_Testo da analizzare_
E dopo un anno esatto dalla presentazione in Francia, questa settimana arriva da noi, distribuito da una piccolissima e nuova casa nostrana, la Parthenos, e i giornali e i siti di cinema si crogiolano nel parlarne. Paolo Mereghetti sul Corriere gli dà tre stelle e mezzo su quattro, Nicola Falcinella su MyMovies quattro e mezzo su cinque. Io un po' di meno, perché - cosa che hanno notato in molti - il film è di una lunghezza asfissiante che richiede uno sforzo sovrumano ad un certo punto (dopo due ore abbiamo ancora molte porte aperte e molte inquadrature apparentemente inutili), e poi - cosa che ammettono in pochi - le porte aperte non vengono chiuse, e si resta immobili a chiedersi se forse qualche dettaglio sia sfuggito all'occhio in queste due ore e tre quarti, mentre il regista onniscente continua a inquadrare in modo ambiguo soprattutto uno dei personaggi principali come se ci volesse fare un dispetto perché qualcosa noi ancora non sappiamo.

_Compito_
Scrivi il seguito della recensione del film, riprendendo subito dopo l'ultima frase riportata.

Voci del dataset
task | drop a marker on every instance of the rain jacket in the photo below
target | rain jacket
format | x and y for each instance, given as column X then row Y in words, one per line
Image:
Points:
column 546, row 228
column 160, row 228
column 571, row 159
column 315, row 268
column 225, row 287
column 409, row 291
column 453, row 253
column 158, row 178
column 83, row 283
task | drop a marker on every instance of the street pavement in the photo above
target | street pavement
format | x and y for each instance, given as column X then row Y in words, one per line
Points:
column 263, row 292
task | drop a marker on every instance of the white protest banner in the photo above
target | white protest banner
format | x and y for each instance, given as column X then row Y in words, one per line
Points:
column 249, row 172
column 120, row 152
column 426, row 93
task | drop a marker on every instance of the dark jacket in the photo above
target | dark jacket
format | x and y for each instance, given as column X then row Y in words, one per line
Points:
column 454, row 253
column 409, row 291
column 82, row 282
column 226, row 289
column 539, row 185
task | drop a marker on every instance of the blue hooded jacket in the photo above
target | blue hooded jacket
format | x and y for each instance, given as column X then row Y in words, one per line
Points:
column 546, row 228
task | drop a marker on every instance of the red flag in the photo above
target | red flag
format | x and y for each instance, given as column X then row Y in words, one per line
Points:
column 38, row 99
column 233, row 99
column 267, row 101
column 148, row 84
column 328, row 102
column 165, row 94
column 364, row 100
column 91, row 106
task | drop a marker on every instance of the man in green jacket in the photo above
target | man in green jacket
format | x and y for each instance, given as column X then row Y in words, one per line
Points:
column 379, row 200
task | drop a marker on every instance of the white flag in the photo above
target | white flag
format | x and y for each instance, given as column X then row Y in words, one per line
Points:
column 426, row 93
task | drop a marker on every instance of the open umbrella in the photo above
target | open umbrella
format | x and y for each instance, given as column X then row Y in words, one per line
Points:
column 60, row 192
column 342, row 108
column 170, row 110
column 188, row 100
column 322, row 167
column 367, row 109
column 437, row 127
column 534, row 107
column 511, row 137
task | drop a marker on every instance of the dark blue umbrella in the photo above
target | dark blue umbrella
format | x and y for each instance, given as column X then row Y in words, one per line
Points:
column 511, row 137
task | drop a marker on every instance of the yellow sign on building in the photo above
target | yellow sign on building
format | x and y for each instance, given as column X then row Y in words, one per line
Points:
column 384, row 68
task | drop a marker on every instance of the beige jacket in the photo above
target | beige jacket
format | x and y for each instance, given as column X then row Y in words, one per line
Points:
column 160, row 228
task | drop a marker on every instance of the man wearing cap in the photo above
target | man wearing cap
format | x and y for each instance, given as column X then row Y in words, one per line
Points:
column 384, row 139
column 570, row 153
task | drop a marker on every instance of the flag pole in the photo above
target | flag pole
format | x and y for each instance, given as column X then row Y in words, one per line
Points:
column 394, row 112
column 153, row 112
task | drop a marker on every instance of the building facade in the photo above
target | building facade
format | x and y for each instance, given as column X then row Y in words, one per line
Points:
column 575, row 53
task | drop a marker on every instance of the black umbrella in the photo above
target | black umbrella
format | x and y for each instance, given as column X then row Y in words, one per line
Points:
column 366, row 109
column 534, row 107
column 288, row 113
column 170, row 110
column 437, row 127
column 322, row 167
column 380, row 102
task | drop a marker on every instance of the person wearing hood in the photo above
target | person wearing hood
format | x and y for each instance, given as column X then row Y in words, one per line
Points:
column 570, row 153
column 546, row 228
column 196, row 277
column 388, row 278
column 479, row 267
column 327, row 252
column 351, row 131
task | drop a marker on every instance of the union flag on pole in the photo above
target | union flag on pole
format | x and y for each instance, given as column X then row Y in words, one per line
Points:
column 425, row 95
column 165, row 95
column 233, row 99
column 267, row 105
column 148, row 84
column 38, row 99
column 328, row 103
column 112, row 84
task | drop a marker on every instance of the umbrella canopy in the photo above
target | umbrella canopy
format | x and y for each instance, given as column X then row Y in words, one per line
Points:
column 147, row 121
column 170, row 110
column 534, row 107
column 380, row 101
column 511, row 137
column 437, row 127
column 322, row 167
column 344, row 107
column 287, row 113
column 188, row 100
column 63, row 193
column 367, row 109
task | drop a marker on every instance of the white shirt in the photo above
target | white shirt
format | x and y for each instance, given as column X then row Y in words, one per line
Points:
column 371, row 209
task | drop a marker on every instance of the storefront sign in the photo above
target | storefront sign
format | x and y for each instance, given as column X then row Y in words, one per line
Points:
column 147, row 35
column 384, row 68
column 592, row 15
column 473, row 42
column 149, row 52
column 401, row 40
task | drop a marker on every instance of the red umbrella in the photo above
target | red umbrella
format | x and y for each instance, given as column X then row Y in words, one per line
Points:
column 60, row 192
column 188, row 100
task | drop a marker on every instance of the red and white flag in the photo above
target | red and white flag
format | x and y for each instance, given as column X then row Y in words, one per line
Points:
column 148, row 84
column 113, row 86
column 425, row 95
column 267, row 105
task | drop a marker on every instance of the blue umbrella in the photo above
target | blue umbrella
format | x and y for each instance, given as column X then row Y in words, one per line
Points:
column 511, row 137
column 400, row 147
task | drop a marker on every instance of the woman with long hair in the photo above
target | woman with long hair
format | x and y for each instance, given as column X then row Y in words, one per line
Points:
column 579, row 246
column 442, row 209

_Risultato_
I personaggi che ci interessano sono tre: un procuratore, un commissario, un dottore. Questi, insieme a due poveracci con la pala, al poliziotto scrivano, ad un autista e soprattutto ad un assassino reo confesso, vagano per le strade deserte e desertiche dell'Anatolia alla ricerca di una fontana vicina ad un albero a forma di pallone perché da qualche parte, forse sottoterra, c'è qualcosa che a loro interessa. Questa cosa noi ancora non sappiamo cosa sia, e non la sapremo per un po': la notte avanza, la fame pure, decidono di fermarsi a mangiare nel paese vicino, paesino fatto di panni stesi e porte in lamiera e un sindaco che sa come intrattenere gli ospiti a bocca piena (cioè parlando). La mattina arriva, i discorsi si spengono, con la luce il paesaggio è meglio visibile e all'assassino torna la memoria e il luogo del delitto viene scovato. E mica il film è finito: ci sono carte da scrivere, cause da ricercare, cadaveri da analizzare, assassini da riportare in città.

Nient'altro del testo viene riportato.